#### [What is expected]
Whenever a line of the listing contains "buckle", it counts; give the total number of such lines and nothing more.

#### [Material for this task]
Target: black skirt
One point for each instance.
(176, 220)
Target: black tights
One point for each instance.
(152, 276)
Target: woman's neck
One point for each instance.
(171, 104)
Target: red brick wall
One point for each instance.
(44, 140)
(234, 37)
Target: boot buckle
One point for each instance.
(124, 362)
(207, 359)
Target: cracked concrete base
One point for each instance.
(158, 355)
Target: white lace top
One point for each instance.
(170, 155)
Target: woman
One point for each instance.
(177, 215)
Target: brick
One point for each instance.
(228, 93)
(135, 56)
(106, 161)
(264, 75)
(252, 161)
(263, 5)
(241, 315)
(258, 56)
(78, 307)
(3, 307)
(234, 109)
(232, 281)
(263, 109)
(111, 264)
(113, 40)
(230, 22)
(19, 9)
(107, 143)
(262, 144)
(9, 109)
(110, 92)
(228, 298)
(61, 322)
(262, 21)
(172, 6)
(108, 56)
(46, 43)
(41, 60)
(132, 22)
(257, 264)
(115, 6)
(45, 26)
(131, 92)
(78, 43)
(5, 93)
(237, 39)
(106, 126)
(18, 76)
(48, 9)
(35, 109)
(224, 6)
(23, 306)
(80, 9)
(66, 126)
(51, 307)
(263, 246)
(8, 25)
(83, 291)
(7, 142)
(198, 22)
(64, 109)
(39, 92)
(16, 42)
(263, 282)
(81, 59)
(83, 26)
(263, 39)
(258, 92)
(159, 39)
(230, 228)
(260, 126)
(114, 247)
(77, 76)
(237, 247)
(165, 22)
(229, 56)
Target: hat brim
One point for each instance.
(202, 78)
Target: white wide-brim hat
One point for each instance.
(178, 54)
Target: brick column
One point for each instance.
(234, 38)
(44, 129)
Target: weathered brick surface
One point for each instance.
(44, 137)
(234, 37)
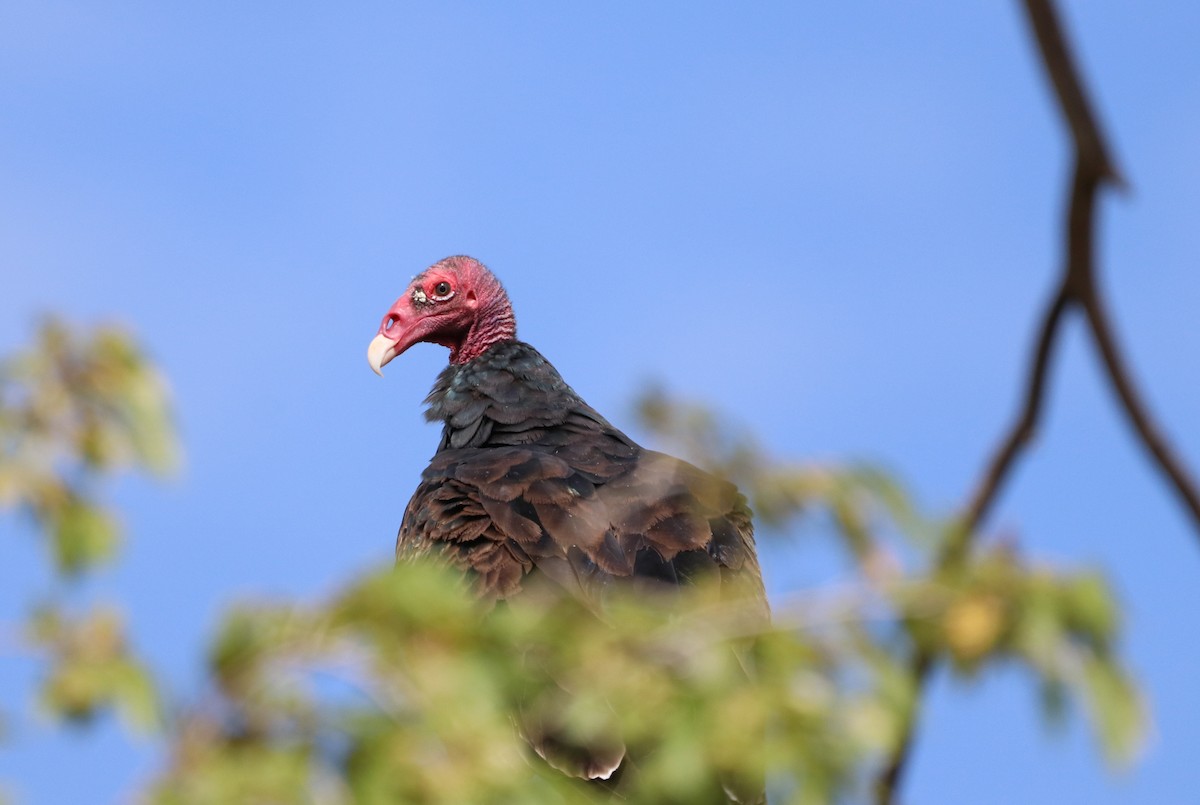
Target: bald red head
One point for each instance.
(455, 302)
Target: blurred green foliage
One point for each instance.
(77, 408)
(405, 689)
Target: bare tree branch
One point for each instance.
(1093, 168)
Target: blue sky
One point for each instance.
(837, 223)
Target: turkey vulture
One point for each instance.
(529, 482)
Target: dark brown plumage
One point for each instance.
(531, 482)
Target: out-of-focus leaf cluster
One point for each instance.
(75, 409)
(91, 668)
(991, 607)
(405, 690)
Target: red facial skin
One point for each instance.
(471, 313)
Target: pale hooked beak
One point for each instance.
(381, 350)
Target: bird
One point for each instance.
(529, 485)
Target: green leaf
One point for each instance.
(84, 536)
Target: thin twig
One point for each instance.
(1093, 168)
==
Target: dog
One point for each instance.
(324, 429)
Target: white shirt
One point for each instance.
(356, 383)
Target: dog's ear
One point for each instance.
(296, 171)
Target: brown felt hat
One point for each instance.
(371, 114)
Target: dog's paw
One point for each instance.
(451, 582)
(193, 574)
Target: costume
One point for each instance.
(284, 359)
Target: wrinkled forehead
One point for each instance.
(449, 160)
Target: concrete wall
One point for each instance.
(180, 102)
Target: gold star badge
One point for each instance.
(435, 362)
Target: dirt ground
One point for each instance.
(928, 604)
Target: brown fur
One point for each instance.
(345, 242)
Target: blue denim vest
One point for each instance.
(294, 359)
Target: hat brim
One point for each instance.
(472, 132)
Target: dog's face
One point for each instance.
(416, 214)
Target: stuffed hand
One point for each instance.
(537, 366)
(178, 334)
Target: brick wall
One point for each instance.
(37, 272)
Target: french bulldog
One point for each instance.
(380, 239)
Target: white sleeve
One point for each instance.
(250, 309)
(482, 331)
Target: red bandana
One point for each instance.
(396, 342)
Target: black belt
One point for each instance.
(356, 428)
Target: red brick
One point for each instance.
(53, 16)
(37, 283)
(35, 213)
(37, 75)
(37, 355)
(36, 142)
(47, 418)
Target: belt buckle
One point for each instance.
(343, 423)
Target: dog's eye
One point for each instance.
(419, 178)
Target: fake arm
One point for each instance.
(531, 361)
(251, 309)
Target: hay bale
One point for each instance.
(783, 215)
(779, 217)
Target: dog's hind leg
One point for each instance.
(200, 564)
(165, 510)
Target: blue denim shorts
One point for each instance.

#### [Result of this exercise]
2